Print the listing below verbatim, line for line, and omit the pictures from your output.

Stored data entries
-- start --
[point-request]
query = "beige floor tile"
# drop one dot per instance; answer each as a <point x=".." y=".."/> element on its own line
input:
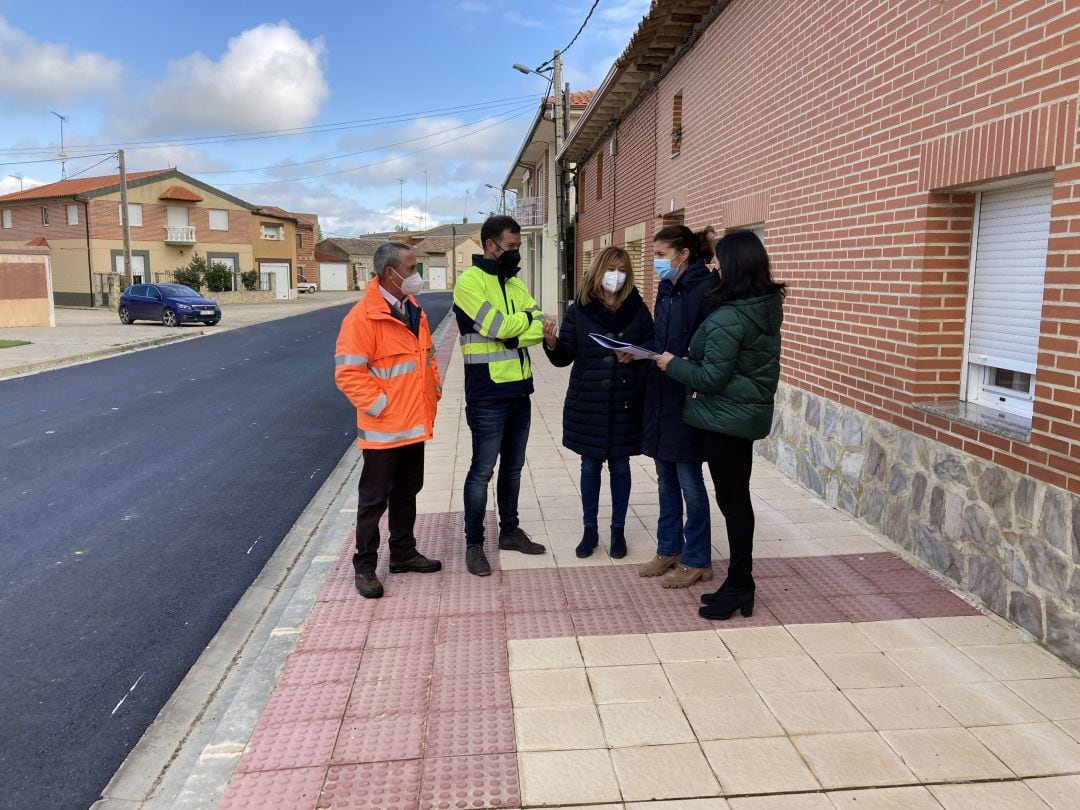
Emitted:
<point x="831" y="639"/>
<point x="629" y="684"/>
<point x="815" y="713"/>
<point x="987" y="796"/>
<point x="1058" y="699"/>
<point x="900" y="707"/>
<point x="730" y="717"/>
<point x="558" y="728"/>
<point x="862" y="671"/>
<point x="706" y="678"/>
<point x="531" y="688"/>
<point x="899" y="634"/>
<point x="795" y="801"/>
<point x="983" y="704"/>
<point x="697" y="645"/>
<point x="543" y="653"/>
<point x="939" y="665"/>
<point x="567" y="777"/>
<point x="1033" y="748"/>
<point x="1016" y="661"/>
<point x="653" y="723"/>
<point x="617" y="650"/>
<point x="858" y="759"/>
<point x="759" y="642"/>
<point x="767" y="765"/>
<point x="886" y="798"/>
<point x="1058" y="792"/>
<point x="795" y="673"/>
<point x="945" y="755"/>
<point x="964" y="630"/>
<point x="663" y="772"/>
-- end --
◆ Task result
[point-request]
query = "beige floor tile"
# drop one dot per instance; answer each as a <point x=".." y=".."/> element on its own line
input:
Emitted:
<point x="831" y="639"/>
<point x="629" y="684"/>
<point x="815" y="713"/>
<point x="987" y="796"/>
<point x="1058" y="699"/>
<point x="900" y="707"/>
<point x="730" y="717"/>
<point x="558" y="728"/>
<point x="862" y="671"/>
<point x="706" y="678"/>
<point x="531" y="688"/>
<point x="899" y="634"/>
<point x="795" y="801"/>
<point x="983" y="704"/>
<point x="697" y="645"/>
<point x="543" y="653"/>
<point x="939" y="665"/>
<point x="567" y="777"/>
<point x="1033" y="748"/>
<point x="1016" y="661"/>
<point x="653" y="723"/>
<point x="617" y="650"/>
<point x="858" y="759"/>
<point x="759" y="642"/>
<point x="767" y="765"/>
<point x="886" y="798"/>
<point x="1058" y="792"/>
<point x="795" y="673"/>
<point x="945" y="755"/>
<point x="964" y="630"/>
<point x="663" y="772"/>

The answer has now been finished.